=== Begin Enclosure ===
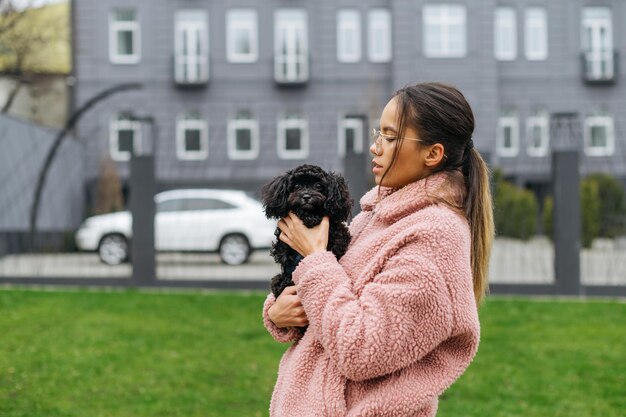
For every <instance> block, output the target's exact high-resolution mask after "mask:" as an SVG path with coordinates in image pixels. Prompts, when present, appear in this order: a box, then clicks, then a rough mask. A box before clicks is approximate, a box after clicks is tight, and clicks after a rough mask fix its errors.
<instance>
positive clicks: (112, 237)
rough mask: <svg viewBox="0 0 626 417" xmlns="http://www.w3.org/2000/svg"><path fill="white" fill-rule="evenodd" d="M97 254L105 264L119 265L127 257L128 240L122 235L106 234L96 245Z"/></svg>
mask: <svg viewBox="0 0 626 417" xmlns="http://www.w3.org/2000/svg"><path fill="white" fill-rule="evenodd" d="M98 256H99V257H100V260H101V261H102V262H104V263H105V264H107V265H119V264H121V263H122V262H124V261H126V260H127V259H128V240H126V238H125V237H124V236H122V235H106V236H104V237H103V238H102V239H101V240H100V245H98Z"/></svg>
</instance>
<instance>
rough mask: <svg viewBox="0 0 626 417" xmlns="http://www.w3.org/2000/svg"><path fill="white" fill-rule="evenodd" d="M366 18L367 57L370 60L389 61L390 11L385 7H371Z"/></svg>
mask: <svg viewBox="0 0 626 417" xmlns="http://www.w3.org/2000/svg"><path fill="white" fill-rule="evenodd" d="M367 20H368V22H367V26H368V40H367V43H368V45H367V46H368V49H367V56H368V59H369V60H370V61H371V62H389V61H391V13H389V10H387V9H372V10H370V11H369V13H368V15H367Z"/></svg>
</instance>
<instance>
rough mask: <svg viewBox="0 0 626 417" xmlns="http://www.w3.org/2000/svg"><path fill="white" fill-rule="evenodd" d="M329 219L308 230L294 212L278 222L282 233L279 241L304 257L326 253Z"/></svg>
mask: <svg viewBox="0 0 626 417" xmlns="http://www.w3.org/2000/svg"><path fill="white" fill-rule="evenodd" d="M329 225H330V223H329V220H328V217H324V218H323V219H322V221H321V223H320V224H318V225H317V226H315V227H312V228H310V229H309V228H308V227H306V226H305V225H304V223H302V220H300V218H299V217H298V216H296V215H295V214H293V213H292V212H289V215H287V217H283V218H282V219H281V220H280V221H279V222H278V228H279V229H280V231H281V233H280V236H279V237H278V239H280V240H281V241H282V242H285V243H286V244H288V245H289V246H291V248H292V249H293V250H295V251H296V252H298V253H299V254H300V255H302V256H308V255H310V254H312V253H315V252H326V246H328V230H329V227H330V226H329Z"/></svg>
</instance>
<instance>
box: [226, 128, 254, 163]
mask: <svg viewBox="0 0 626 417" xmlns="http://www.w3.org/2000/svg"><path fill="white" fill-rule="evenodd" d="M227 129H228V134H227V136H228V157H229V158H230V159H233V160H250V159H256V158H257V157H258V156H259V122H258V121H257V120H255V119H231V120H229V121H228V127H227ZM239 129H250V141H251V149H250V150H249V151H242V150H239V149H237V130H239Z"/></svg>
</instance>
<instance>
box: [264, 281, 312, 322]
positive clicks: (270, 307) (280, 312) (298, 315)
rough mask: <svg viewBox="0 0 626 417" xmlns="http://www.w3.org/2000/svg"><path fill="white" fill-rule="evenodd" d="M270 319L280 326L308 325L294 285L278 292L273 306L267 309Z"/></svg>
mask: <svg viewBox="0 0 626 417" xmlns="http://www.w3.org/2000/svg"><path fill="white" fill-rule="evenodd" d="M267 315H268V316H269V318H270V320H271V321H272V322H273V323H274V324H275V325H276V326H277V327H280V328H285V327H303V326H308V325H309V319H308V317H307V316H306V313H305V312H304V307H302V303H301V302H300V297H298V295H297V294H296V286H295V285H292V286H291V287H287V288H285V289H284V290H283V292H281V293H280V295H279V296H278V298H277V299H276V302H275V303H274V305H273V306H271V307H270V308H269V310H267Z"/></svg>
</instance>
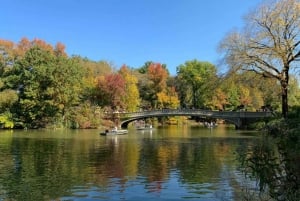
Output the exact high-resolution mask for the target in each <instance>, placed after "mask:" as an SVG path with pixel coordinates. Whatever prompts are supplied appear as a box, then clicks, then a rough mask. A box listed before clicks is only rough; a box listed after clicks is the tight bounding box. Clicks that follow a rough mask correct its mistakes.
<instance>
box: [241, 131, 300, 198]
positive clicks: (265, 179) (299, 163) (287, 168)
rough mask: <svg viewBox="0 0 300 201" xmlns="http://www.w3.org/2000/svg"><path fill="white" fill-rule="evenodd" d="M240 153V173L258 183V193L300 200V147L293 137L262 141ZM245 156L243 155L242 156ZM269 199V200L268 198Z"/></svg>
mask: <svg viewBox="0 0 300 201" xmlns="http://www.w3.org/2000/svg"><path fill="white" fill-rule="evenodd" d="M238 153H240V158H239V159H240V162H241V166H242V169H243V171H244V172H245V173H246V175H247V176H249V177H254V178H256V179H257V180H258V187H259V190H260V192H261V193H262V194H263V193H267V194H268V195H269V196H270V197H271V198H272V199H274V200H289V201H290V200H291V201H294V200H295V201H296V200H299V198H300V189H299V187H300V144H299V137H298V135H296V134H292V135H289V136H288V137H287V136H285V137H281V138H276V139H274V138H271V137H267V136H265V137H264V140H263V141H262V142H261V143H259V144H256V145H255V146H253V147H252V148H251V149H248V150H247V151H246V152H243V151H242V152H241V151H239V152H238ZM242 153H244V154H242ZM268 200H270V199H268Z"/></svg>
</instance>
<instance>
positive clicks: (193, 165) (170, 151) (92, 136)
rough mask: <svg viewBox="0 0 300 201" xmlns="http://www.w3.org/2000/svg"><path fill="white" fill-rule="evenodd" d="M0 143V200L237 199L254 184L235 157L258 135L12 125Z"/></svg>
mask: <svg viewBox="0 0 300 201" xmlns="http://www.w3.org/2000/svg"><path fill="white" fill-rule="evenodd" d="M0 142H1V143H0V160H1V161H2V162H1V165H0V172H1V173H0V200H2V199H3V200H54V199H57V200H89V199H96V200H120V199H126V200H141V199H143V200H153V199H155V200H187V199H192V198H194V199H196V200H241V199H240V198H241V197H242V195H241V193H242V191H241V188H242V187H243V185H246V182H248V183H247V185H248V184H249V185H252V184H253V182H251V181H248V180H247V181H246V180H245V177H244V174H243V173H242V172H240V171H238V170H237V167H239V164H238V161H237V160H236V158H237V155H242V153H248V151H249V149H251V147H254V145H255V144H258V142H260V139H259V138H256V137H249V135H248V134H247V135H241V134H240V133H236V132H235V131H234V130H226V129H221V128H218V129H215V130H210V129H201V128H189V127H171V128H159V129H156V130H154V131H153V132H152V133H139V132H137V131H132V132H130V133H129V135H125V136H109V137H100V136H99V135H98V133H97V132H96V131H68V132H65V131H43V132H41V131H32V132H31V131H30V132H21V131H17V132H14V133H0ZM246 148H249V149H246ZM237 151H239V152H238V153H237Z"/></svg>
=== End Enclosure ===
Activity: All lines from the beginning of the material through the line that holds "positive clicks: (112, 237)", both included, should be returned exactly; please omit any pictures and add no other lines.

Answer for this exercise:
For every <instance> block, output the target's exact high-resolution mask after "mask:" as an SVG path with coordinates in image pixels. Prompts, when present, appear in this order: a box, then clicks, then a rough mask. A box before clicks is approximate, a box after clicks is tight, and clicks after a rough mask fix its errors.
<instance>
positive clicks: (112, 237)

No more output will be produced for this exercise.